> _TESTO DI PARTENZA_:
* * * * *

Il cinema che supera le discriminazioni
Mentre nella vita vera neri, ispanici e i rappresentanti di altre minoranze faticano ad integrarsi, sul piccolo e sul grande schermo ci si sforza continuamente di inserirle, mostrarne le vite, far vedere che un mondo insieme è possibile, pur nelle differenze.
A trarre giovamento da questo tentativo di dar spazio a tutte le minoranze sono stati gli attori di colore, che mai come in questi ultimi vent’anni hanno trovato ruoli pronti per loro. Alcuni di essi sono riusciti ad arrivare perfino all’Oscar, sia in campo maschile che femminile, un traguardo raggiunto per la prima volta dal veterano Sidney Poitier.
Ma quali sono, oggi, gli attori di colore più famosi e bravi? Ne abbiamo scelti cinque, in modo da potervi presentare le loro prove recitative più convincenti e uno spaccato delle loro carriere. Eccoli, in ordine d’anzianità.
Indice
1. Morgan Freeman
Dalla povertà all’Oscar
A proposito di premi Oscar, uno di quelli che è riuscito a vincerlo è Morgan Freeman, anche se il traguardo è stato raggiunto più tardi del previsto e per un ruolo da non protagonista.
Era infatti il 2006 e Freeman aveva quasi 68 anni quando salì sul palco della premiazione per ritirare la statuetta per Million Dollar Baby di Clint Eastwood, coronando la sua quarta candidatura (una quinta sarebbe arrivata qualche anno dopo per Invictus).

Nato a Memphis nel 1937, era figlio di un barbiere e di una donna delle pulizie. Dopo qualche esperienza in gruppi teatrali scolastici, le sue umili origini lo spinsero a iniziare a lavorare come meccanico. Attorno ai trent’anni, però, riuscì a fare il salto dal teatro amatoriale – che aveva continuato a frequentare – al mondo dei professionisti, esordendo a Broadway.
Da lì arrivarono i primi ingaggi, soprattutto televisivi: iniziò a farsi conoscere infatti per essere entrato nel cast della soap Destini e del programma educativo The Electric Company.
Le mega produzioni
Sul finire degli anni ’80, ormai cinquantenne, gli si aprirono quindi le porte del cinema. Ottenne una prima nomination agli Oscar con Street Smart – Per le strade di New York, film da noi poco noto, ma nel 1989 si confermò con A spasso con Daisy, che lo rese una star.
Arrivarono così le mega produzioni: recitò in Robin Hood – Principe dei ladri con Kevin Costner, Gli spietati ancora di Clint Eastwood, Le ali della libertà con Tim Robbins, Seven con Brad Pitt e Kevin Spacey.

* * * * *

> _DATI GREZZI_:
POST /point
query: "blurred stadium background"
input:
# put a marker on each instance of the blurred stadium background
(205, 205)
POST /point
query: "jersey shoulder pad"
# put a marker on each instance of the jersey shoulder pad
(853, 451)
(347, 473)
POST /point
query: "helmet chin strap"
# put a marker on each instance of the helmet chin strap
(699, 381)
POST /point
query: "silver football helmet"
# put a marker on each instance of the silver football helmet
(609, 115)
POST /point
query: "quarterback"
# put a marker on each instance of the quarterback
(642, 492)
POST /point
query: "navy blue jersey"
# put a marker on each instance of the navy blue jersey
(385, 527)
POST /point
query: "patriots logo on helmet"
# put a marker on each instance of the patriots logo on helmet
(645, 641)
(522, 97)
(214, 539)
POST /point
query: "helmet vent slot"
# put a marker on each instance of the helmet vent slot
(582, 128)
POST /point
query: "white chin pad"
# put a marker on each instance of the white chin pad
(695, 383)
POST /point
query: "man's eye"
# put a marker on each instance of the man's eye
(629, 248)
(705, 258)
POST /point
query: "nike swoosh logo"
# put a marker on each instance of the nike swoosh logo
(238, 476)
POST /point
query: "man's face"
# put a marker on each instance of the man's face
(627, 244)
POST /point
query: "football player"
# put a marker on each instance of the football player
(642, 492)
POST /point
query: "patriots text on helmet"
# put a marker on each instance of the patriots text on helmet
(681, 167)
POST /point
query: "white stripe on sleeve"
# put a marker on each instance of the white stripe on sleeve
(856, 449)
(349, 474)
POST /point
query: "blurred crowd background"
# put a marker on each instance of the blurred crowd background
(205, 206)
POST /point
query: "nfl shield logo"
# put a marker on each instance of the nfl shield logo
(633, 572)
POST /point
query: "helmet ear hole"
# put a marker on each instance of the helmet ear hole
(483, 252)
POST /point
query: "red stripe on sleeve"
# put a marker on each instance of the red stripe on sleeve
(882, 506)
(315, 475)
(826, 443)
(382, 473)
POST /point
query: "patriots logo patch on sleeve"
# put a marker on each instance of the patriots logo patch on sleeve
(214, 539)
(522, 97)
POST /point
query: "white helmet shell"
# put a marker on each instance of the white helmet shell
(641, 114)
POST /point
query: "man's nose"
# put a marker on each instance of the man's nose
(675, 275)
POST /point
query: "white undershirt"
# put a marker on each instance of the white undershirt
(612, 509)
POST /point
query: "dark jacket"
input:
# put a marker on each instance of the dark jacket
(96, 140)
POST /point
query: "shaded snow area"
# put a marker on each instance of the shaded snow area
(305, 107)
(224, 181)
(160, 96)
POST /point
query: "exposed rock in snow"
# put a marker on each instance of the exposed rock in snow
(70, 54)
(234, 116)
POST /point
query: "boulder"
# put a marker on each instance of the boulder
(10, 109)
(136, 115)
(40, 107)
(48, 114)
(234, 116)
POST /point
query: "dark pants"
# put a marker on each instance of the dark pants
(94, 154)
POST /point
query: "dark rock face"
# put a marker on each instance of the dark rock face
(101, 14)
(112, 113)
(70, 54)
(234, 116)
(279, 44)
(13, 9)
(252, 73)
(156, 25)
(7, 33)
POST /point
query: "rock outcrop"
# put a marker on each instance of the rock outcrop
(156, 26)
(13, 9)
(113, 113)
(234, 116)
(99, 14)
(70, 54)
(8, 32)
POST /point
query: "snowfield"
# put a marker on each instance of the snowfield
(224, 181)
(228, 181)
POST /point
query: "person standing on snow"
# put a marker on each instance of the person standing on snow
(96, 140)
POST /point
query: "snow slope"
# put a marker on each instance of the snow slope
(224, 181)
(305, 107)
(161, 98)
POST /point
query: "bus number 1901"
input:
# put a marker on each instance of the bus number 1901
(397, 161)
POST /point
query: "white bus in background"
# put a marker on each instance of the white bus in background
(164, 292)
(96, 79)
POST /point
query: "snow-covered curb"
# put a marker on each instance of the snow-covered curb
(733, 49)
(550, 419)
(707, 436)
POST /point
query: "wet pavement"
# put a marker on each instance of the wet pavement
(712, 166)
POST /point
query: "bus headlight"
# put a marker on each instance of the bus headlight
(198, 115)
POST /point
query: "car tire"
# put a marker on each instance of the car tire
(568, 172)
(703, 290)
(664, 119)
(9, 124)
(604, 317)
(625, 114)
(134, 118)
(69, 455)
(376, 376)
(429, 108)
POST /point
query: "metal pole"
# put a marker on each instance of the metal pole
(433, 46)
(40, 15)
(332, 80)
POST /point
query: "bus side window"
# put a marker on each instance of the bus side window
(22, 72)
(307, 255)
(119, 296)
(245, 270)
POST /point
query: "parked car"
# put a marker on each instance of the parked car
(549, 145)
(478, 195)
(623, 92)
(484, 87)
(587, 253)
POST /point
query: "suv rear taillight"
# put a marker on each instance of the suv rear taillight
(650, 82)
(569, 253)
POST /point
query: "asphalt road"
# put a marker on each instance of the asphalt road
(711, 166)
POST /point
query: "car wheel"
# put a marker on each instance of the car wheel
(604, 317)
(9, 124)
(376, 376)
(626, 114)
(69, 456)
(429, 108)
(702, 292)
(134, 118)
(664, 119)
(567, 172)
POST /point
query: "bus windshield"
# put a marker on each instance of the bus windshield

* * * * *

> _COMPITI DA SVOLGERE_:
1 > Trascrivi dall'articolo sugli attori di colore il passaggio compreso tra "Il cinema che" e "pur nelle differenze.", estremi inclusi.
2 > Prosegui l'articolo sugli attori di colore a partire dall'ultima frase riportata.

> _RISULTATI PER COMPITO_:
1 >
Il cinema che supera le discriminazioni
Mentre nella vita vera neri, ispanici e i rappresentanti di altre minoranze faticano ad integrarsi, sul piccolo e sul grande schermo ci si sforza continuamente di inserirle, mostrarne le vite, far vedere che un mondo insieme è possibile, pur nelle differenze.

2 >
Negli ultimi anni, oltre ad aver recitato in alcuni film di Batman diretti da Christopher Nolan, si è dedicato anche a presentare alcuni documentari scientifici di notevole successo. Memorabile, infine, anche la sua interpretazione dell’Onnipotente nella commedia Una settimana da Dio con Jim Carrey e nel suo seguito Un’impresa da Dio.
2. Samuel L. Jackson
Da Spike Lee a Quentin Tarantino
Un altro attore di colore che ha avuto un successo tutto sommato tardivo è Samuel L. Jackson. Nato a Washington nel 1948, venne presto abbandonato dal padre e quindi cresciuto dalla madre e dai nonni in Tennessee. Si avvicinò alla recitazione perché gliela consigliarono come un buon modo per superare una lieve balbuzie.
Tra la fine degli anni ’70 e i primi anni ’80 cominciò così a trovare qualche parte a New York, lavorando anche nella stessa compagnia teatrale di Morgan Freeman. Inoltre, partecipò alla lavorazione del serial I Robinson, senza però mai comparire in video.
La sua carriera, che all’inizio sembrava promettente, stentava però a decollare, e iniziò di conseguenza un difficile periodo contrassegnato anche dalla dipendenza da alcool e droga.
A risollevare le sorti di Jackson fu Spike Lee, che gli offrì ruoli di discreto rilievo in Fa’ la cosa giusta, Mo’ Better Blues e Jungle Fever. Il successo di quelle pellicole – l’ultima delle quali fruttò all’attore anche un riconoscimento a Cannes – gli aprì le porte di produzioni sempre più costose.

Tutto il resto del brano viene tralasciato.